## START

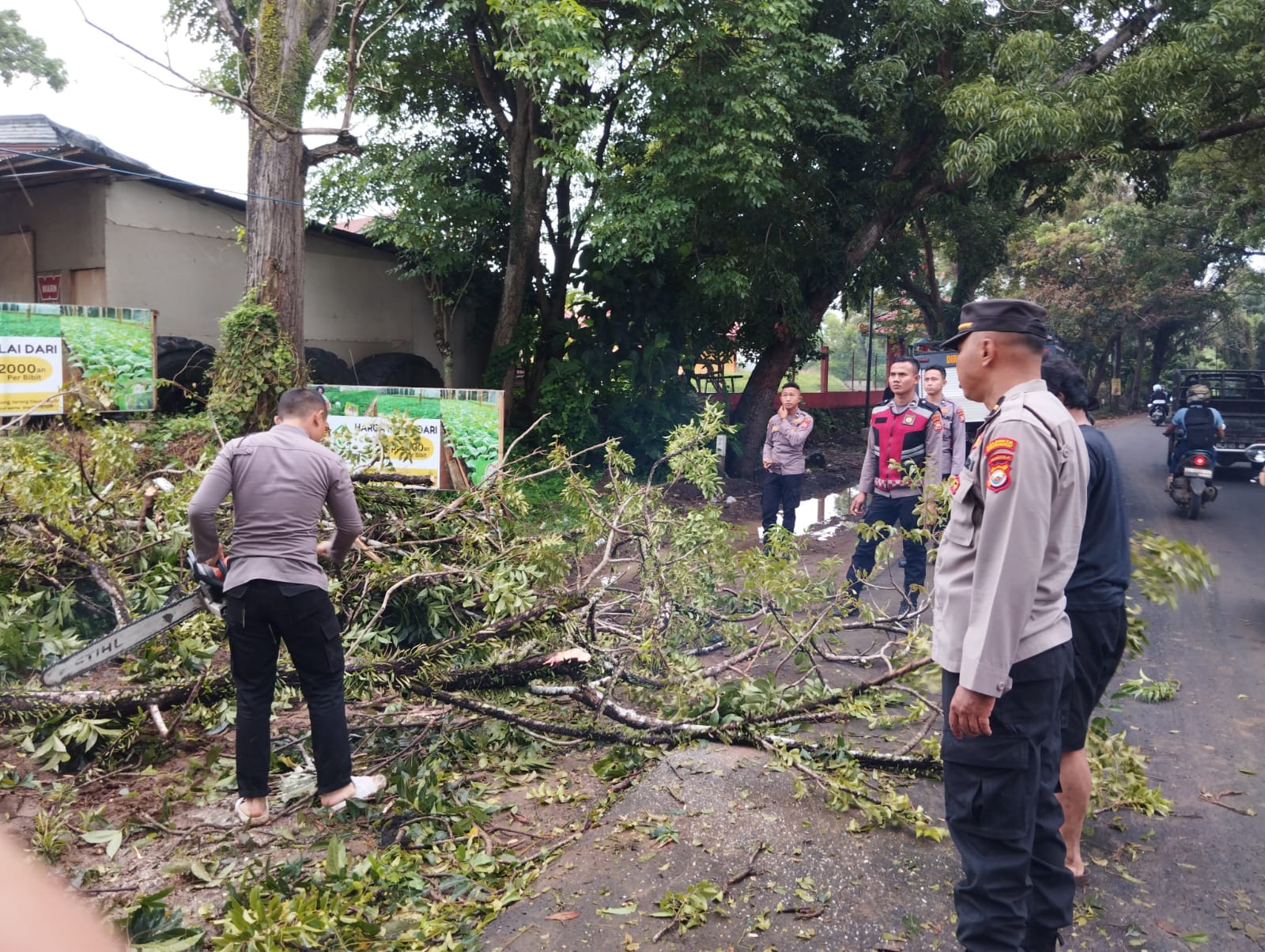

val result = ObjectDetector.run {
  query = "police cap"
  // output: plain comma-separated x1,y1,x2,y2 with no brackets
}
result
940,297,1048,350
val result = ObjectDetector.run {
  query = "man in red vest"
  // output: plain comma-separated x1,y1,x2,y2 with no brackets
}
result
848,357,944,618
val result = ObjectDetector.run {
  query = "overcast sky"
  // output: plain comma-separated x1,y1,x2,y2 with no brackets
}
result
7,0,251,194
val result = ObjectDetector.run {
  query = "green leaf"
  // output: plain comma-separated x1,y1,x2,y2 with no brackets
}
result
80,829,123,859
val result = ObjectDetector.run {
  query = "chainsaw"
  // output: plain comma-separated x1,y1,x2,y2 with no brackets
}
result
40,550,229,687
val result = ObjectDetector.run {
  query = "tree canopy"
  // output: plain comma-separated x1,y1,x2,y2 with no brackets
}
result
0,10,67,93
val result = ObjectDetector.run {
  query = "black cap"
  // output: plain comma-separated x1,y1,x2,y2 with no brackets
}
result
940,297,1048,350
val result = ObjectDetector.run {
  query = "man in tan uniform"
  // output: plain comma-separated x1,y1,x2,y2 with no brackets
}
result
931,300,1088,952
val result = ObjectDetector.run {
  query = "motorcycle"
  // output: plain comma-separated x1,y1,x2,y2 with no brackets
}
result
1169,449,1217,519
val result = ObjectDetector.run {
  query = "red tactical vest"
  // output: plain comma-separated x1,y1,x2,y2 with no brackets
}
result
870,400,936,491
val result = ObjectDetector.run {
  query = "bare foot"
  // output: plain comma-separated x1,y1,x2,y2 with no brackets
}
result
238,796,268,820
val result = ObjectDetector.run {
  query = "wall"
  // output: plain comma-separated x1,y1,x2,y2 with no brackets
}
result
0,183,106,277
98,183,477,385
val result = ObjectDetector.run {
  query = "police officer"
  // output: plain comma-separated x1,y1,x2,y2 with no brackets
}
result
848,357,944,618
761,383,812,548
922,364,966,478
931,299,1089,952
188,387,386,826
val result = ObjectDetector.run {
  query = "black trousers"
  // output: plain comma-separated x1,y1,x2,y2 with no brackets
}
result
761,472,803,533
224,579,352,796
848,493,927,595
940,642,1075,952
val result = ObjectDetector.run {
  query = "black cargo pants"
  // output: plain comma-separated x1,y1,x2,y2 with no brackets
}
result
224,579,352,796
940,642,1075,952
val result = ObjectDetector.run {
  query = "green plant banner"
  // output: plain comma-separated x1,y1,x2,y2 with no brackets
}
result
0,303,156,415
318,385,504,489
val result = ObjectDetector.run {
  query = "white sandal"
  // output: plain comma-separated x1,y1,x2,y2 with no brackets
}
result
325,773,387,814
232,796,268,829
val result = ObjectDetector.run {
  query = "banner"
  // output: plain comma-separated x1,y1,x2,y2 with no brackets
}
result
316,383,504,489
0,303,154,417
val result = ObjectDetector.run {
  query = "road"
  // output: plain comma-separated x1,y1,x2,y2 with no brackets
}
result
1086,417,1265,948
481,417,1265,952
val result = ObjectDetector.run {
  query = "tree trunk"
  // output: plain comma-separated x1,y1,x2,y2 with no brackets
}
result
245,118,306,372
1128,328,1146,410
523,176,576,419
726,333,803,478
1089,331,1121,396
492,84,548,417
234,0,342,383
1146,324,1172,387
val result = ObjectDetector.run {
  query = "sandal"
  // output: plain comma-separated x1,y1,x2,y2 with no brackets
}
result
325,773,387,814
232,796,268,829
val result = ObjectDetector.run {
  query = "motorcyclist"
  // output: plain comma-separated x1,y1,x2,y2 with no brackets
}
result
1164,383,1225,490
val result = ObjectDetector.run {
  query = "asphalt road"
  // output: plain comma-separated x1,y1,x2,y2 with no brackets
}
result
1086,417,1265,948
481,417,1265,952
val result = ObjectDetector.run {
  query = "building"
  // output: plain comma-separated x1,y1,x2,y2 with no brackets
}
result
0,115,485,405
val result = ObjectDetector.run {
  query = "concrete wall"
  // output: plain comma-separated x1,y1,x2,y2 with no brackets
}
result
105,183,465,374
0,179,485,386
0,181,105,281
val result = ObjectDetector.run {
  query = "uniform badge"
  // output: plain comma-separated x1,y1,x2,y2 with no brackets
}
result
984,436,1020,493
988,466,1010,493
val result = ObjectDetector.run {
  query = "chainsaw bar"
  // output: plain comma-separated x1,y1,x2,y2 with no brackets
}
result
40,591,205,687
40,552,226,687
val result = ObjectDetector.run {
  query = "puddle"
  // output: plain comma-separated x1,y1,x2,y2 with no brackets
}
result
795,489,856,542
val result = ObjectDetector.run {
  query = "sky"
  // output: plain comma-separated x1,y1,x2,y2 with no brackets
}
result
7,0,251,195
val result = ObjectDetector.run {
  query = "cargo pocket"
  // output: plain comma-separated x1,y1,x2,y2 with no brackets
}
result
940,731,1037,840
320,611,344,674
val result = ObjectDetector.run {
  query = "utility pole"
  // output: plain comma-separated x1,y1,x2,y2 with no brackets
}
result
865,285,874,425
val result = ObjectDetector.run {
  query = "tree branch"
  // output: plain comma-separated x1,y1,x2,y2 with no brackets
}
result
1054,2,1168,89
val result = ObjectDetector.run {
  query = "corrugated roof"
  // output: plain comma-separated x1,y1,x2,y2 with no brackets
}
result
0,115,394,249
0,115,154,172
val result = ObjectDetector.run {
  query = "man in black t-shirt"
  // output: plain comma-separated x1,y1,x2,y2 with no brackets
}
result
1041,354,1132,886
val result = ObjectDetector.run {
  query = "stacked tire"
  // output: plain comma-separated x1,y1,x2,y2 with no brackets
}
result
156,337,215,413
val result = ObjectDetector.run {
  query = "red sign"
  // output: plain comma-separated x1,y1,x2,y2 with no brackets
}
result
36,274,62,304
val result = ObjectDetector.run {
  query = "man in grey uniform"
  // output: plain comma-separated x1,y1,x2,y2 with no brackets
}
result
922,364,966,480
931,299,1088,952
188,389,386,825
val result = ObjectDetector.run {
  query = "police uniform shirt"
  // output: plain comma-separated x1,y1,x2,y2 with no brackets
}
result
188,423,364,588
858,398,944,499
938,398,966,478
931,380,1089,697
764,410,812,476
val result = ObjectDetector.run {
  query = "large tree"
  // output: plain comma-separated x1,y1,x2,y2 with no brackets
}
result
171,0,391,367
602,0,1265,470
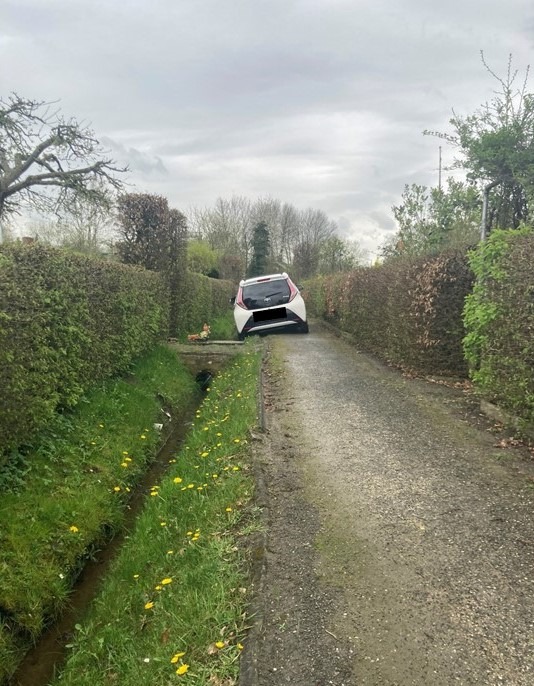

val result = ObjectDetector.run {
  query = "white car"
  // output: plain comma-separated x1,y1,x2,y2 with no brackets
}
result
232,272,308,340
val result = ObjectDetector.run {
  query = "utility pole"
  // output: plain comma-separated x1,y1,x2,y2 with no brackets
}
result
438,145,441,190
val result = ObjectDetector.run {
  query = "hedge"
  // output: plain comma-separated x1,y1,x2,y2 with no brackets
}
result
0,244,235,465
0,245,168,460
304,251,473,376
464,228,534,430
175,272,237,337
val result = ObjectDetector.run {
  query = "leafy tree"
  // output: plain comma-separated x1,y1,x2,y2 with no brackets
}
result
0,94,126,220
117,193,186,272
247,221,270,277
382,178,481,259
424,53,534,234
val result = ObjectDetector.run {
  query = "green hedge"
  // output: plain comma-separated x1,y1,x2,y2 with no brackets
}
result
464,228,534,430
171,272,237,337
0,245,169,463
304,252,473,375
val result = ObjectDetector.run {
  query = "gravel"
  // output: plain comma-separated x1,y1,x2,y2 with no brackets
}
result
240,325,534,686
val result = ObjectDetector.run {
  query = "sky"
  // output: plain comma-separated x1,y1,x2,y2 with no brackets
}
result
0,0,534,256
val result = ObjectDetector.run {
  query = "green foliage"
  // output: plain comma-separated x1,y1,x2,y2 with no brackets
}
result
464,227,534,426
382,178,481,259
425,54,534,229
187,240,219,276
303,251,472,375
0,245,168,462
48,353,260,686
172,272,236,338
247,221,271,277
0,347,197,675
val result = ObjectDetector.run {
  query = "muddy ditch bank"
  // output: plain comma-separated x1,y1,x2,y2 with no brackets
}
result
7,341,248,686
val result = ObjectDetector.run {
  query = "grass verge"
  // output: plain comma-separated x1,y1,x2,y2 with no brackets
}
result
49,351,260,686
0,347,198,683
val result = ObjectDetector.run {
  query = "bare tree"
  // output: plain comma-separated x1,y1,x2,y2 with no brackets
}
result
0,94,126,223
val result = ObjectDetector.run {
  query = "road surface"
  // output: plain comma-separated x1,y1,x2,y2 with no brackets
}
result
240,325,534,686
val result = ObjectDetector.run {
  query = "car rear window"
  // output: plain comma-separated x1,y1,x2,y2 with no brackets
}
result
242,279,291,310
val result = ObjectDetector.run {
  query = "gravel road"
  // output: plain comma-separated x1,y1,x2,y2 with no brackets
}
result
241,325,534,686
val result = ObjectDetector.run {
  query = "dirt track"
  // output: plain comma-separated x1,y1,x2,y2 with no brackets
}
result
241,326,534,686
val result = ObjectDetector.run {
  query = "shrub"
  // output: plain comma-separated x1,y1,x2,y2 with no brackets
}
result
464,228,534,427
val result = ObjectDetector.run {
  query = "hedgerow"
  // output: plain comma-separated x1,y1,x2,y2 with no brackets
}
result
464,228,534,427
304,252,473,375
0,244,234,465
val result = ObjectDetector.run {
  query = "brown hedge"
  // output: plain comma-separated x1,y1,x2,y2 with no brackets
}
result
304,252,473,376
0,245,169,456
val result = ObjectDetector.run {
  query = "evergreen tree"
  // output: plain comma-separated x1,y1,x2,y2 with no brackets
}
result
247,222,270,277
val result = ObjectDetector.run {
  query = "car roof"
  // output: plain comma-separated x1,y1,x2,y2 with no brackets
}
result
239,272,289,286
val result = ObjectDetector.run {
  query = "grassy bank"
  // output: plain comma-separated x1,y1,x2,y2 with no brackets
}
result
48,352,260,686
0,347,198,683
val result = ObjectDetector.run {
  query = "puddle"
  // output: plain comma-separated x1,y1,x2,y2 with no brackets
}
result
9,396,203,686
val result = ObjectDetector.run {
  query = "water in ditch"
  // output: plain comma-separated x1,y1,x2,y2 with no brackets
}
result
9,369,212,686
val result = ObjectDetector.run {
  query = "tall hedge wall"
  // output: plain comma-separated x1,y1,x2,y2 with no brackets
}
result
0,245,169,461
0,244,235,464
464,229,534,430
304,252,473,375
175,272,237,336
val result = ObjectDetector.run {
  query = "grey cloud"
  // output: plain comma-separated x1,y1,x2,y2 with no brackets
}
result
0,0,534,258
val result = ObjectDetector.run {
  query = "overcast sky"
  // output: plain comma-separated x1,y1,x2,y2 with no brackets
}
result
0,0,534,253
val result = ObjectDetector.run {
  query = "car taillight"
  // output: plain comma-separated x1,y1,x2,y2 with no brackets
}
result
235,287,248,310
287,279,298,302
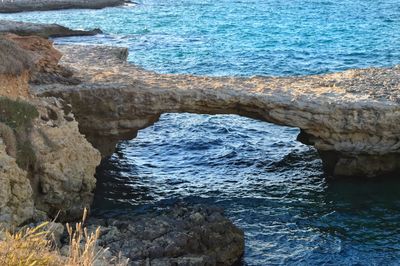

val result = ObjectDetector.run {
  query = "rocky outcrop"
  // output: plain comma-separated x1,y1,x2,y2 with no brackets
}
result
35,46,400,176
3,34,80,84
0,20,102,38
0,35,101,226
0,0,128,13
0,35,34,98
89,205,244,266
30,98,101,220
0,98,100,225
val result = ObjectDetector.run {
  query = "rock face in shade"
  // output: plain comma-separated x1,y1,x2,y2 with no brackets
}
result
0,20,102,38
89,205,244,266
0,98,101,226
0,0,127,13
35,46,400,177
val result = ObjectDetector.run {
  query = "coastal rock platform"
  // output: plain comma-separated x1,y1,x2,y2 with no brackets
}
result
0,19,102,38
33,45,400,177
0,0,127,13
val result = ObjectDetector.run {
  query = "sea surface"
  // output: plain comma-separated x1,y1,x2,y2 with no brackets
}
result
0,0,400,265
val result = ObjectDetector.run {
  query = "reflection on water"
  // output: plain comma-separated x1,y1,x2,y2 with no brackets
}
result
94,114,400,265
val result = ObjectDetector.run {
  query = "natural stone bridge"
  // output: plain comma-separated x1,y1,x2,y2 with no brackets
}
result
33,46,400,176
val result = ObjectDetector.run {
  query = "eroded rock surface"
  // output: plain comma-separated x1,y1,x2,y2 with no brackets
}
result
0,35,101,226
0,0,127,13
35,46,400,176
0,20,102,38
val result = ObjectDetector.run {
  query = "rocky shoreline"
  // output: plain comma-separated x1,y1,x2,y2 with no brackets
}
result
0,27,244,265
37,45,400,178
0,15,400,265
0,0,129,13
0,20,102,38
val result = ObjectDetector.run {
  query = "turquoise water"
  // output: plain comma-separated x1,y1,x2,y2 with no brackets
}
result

## END

**Short exercise:** Return every line above that contains the word "uniform".

**Response to the task:**
  query = "man in tan uniform"
  query = "uniform badge"
  query = "man in grey uniform"
  query = "police uniform shirt"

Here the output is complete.